Only certain lines below are wanted: those starting at the line containing "Target: lips" and ending at the line containing "x=179, y=254", both included, each retyped exactly.

BEGIN Supplied material

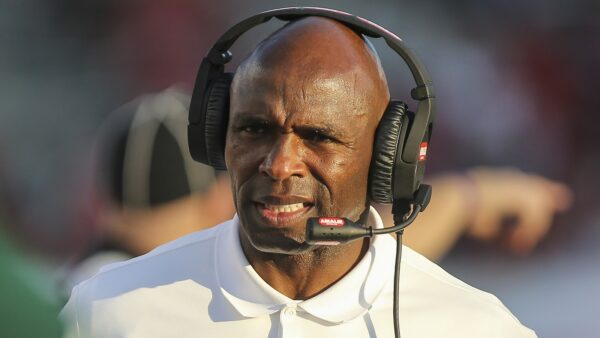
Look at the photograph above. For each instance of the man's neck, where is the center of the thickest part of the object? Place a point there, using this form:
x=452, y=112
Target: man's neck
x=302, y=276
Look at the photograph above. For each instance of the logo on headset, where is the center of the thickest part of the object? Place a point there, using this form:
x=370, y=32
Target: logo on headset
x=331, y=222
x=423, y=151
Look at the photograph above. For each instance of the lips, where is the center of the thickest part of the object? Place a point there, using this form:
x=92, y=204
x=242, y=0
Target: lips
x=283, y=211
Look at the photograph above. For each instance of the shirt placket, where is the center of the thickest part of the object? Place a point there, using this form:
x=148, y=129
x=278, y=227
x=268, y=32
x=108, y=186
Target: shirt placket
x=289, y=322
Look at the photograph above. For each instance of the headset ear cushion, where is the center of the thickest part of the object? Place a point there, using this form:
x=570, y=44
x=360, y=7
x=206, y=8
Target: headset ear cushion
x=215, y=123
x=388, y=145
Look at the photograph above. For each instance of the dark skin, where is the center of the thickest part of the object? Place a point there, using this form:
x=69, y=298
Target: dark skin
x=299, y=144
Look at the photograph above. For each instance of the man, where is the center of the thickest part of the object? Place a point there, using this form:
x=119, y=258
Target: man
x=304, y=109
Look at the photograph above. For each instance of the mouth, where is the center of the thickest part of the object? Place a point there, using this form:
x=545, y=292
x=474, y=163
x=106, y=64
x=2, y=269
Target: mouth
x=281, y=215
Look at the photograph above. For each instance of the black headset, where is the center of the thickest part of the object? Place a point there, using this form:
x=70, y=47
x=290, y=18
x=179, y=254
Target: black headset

END Supplied material

- Solution to this exercise
Target: lips
x=283, y=211
Look at the photograph above. For each instance of the shirt placket, where is the center of the thickest part of the object? Place a point there, using this form:
x=148, y=129
x=278, y=227
x=268, y=32
x=108, y=186
Target: shirt placket
x=289, y=322
Look at the photograph above. For each instance of the headset ear cushion, where is the center of the thickest part of the object? Place a point there, using this form:
x=570, y=44
x=360, y=7
x=206, y=8
Target: headset ear cushion
x=215, y=123
x=388, y=145
Look at the photograph above. For each instance of the dark skin, where is the center of the thickest part of the object? Place a point there, using this form:
x=69, y=298
Target: dark skin
x=299, y=144
Look at the photograph above. For each instance of the man, where is the center of the thickest part of the object? Place a point there, using this form:
x=119, y=258
Target: man
x=304, y=109
Look at the photograph above. For each instance of the mouth, where is the center of the thickest part of the object? Place a point there, using this form:
x=545, y=292
x=474, y=163
x=106, y=64
x=2, y=269
Target: mouth
x=281, y=215
Look at the photograph above. For each instance of the black headset, where is the center of the thickest part of the object? Place a point there, using this form:
x=70, y=47
x=290, y=18
x=179, y=254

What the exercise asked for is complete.